Direito Ambiental

O Ambiente Pede Cuidado

 

Secularmente, a humanidade foi dominada pela sensação de infinito ou, da concepção de o ambiente com sua grandeza, beleza, potencial, tudo que de bom contém, em conseqüência, não terminaria nunca. Que o ambiente é infindável.

 

Desta forma, ao desfrutar de todo bem que dele aufere, com exceção de alguns povos indígenas que o sentiam e ainda sentem como parte de si mesmos, ou de alguns povos mais sensíveis, vivendo em grupos ou simplesmente pessoas, individualmente, em geral, o ambiente sempre foi tratado como se o que dele se retira não carecesse de reposição.

 

Passaram-se muitos anos até que se desenvolvesse um conceito de sustentabilidade e ainda que debilmente, já se vislumbra que construções de grande porte pretendem se adequar as viabilidades atmosféricas e variedade de climas. Busca-se ter um nome não maculado por ação penal ou mesmo civil e novas construções já atentam por inclusão de métodos e formas plenamente comprometidas com o ambiente e de forma a dispensar os recursos da modernidade que, no entanto, contribuem altamente para a poluição do ar e a degradação de toda sorte.

* _Dados fornecidos_
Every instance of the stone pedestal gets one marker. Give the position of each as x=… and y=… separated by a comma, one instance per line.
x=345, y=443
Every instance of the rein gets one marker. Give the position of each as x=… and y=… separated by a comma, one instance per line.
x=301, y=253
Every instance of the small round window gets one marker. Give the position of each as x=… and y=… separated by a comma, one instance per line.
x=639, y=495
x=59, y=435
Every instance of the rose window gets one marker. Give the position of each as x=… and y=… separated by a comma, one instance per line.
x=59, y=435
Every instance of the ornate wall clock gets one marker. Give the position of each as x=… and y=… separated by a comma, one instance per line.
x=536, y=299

==

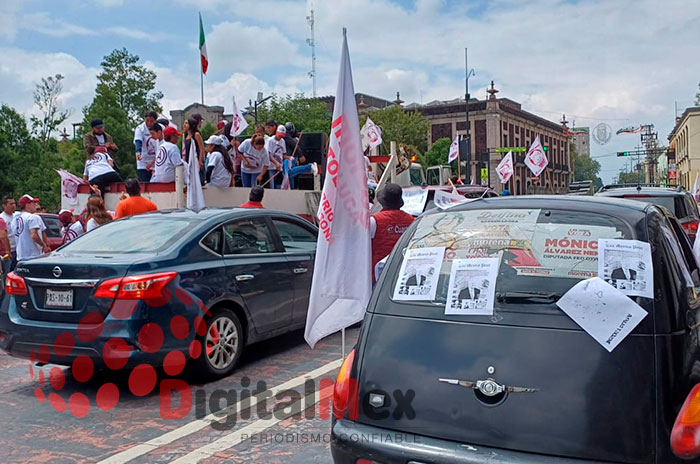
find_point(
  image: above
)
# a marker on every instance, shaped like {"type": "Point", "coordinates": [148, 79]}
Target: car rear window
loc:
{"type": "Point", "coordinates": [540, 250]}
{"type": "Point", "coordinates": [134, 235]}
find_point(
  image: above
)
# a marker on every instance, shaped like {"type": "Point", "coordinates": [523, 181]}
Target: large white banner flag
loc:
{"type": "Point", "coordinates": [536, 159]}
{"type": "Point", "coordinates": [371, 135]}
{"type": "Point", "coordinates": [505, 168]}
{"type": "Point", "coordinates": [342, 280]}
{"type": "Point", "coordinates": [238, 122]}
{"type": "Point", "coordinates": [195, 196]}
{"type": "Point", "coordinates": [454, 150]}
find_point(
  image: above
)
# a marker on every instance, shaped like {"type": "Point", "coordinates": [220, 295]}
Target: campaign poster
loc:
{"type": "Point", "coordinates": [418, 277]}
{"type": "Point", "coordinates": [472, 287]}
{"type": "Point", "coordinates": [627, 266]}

...

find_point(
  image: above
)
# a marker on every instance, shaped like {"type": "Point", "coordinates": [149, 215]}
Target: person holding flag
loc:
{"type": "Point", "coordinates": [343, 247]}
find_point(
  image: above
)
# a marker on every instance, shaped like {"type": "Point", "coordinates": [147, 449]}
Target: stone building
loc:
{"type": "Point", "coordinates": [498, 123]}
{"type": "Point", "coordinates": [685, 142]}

* _Complete o seguinte_
a. Selecione e copie todas as linhas dos registros que contêm a palavra "Target".
b. Dê sequência ao texto sobre direito ambiental a partir da última frase apresentada.
O texto e os registros são materiais independentes um do outro.

* _Resultados por tarefa_
a.
Target: car rear window
Target: large white banner flag
Target: campaign poster
Target: person holding flag
Target: stone building

b.
 

O uso se converteu em abuso e quando nos demos conta dos males causados, da degradação operada, dos desmatamentos sem critério, da derrubada de árvores rarefeitas, de madeira preciosa transformada em lenha, da que acabou em fornos e até em exuberantes fogueiras de festas juninas, da diminuição de tantas formas de vida, da sensivelmente reduzida, ainda que continue generosa, biodiversidade1, do decantar de tantos ecossistemas fantásticos, da poluição dos rios e mares, da privação das praias, então nos demos conta de que algo tem que ser feito, que é preciso salvar o ambiente.

 

Mas a certeza, ainda que absoluta de ser éticos com o ambiente, não se constitui em disposição de fato, em determinação erga omnes de evitar qualquer gesto que o fira, que a todos, mas a começar por cada um, é vedado causar poluição.

 

E os povos, fala-se daqueles que se determinam2, decidiram que era/é chegado o tempo de envidar esforços no sentido de salvar a terra. Além das vozes isoladas que se ergueram mediante os recursos que suas peculiaridades permitem, a sociedade civil organizada, Chefes de Governo e de Estado, Monarcas e “plebeus” se uniram para adotar iniciativas conjuntas, inclusive mediante estabelecimento de prazos ou de cronogramas de ação, numa demonstração de vontade, ainda que nem sempre tornada concreta, por entraves burocráticos ante as quais se continuam curvando os agentes públicos.

 

Muitos artigos, reportagens, filmes e palestras já foram proferidas. Não bastavam e a Organização das Nações Unidas intervém mediante realizações de expressão, quais foram, três conferências mundiais.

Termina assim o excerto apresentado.